Dataset records |
★ ★ ★ ★
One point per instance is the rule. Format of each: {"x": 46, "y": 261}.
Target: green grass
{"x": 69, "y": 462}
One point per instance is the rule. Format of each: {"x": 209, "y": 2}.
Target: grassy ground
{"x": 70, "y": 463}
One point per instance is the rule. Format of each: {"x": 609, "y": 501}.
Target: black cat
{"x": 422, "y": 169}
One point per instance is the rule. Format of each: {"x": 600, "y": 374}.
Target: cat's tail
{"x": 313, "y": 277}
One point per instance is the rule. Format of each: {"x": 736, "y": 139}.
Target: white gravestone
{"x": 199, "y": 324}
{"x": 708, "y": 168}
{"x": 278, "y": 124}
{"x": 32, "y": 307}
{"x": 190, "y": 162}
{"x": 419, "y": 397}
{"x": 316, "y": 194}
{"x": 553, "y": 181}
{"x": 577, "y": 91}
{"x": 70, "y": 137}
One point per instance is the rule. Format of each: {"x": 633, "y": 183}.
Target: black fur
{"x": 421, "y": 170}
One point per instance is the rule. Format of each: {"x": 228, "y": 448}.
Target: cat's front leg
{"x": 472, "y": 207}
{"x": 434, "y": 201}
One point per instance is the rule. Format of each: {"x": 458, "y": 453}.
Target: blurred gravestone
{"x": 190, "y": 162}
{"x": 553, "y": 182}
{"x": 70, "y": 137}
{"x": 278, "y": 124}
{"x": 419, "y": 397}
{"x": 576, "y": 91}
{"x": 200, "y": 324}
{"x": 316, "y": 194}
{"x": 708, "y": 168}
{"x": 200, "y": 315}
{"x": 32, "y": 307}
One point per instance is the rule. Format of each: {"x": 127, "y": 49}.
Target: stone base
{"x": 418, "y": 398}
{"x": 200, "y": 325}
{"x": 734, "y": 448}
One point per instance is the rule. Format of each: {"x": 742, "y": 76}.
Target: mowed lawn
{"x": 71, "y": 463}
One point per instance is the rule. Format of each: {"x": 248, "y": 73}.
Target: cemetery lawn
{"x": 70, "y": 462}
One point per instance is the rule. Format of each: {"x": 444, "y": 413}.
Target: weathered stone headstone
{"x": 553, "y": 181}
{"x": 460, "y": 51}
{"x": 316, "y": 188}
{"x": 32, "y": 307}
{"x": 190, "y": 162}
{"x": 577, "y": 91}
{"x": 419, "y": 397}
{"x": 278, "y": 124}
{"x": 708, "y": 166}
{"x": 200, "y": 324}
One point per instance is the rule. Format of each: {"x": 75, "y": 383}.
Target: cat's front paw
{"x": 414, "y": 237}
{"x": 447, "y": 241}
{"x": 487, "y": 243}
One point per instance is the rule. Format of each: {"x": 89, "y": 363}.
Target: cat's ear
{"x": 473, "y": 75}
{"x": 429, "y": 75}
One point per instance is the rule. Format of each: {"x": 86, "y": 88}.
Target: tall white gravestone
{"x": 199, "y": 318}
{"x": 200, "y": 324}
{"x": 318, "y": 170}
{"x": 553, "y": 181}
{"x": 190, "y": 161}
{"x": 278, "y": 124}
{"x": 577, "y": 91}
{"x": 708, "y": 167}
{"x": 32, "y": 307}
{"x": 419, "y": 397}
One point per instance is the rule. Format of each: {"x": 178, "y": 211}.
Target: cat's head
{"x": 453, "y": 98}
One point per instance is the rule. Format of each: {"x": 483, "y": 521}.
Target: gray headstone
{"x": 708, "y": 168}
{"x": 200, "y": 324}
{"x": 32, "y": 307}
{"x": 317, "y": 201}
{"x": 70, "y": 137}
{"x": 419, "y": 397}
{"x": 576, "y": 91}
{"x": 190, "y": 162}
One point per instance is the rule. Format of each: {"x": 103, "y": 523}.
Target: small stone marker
★ ★ ★ ★
Prompt | Having found the line with "Target: gray headstone", transcribe it and each line after it to the end of the entries, with no other lines.

Answer to the exercise |
Target: gray headstone
{"x": 708, "y": 168}
{"x": 200, "y": 324}
{"x": 32, "y": 307}
{"x": 317, "y": 201}
{"x": 70, "y": 137}
{"x": 419, "y": 397}
{"x": 576, "y": 91}
{"x": 190, "y": 162}
One point per instance is the rule. Format of each: {"x": 103, "y": 523}.
Target: small stone marker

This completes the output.